- What you should do
How many lines in the items below contain the word "concrete"? Reply with the number alone.

* * *

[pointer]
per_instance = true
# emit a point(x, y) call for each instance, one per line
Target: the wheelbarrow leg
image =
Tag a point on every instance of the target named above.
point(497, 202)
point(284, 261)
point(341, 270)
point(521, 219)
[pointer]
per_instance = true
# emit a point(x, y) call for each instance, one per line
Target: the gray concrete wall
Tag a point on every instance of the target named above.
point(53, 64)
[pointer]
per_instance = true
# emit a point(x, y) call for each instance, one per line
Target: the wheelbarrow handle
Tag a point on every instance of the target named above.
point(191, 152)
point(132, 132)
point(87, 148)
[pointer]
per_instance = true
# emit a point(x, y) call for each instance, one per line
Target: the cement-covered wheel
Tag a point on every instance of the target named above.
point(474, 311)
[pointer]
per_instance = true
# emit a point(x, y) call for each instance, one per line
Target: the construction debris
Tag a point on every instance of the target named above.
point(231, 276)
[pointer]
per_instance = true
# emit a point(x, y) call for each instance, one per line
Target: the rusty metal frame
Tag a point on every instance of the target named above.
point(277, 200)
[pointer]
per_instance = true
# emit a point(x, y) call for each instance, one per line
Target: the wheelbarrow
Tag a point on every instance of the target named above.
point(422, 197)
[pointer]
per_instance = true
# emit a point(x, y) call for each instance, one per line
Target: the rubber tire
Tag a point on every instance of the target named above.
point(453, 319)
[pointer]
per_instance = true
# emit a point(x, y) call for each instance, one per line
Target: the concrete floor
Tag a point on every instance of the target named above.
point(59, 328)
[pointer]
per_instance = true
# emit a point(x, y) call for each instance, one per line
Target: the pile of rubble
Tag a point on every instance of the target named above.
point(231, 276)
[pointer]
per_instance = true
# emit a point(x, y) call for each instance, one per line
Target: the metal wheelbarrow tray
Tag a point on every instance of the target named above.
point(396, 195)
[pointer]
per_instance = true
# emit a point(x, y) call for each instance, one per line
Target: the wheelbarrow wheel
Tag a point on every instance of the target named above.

* * *

- Task result
2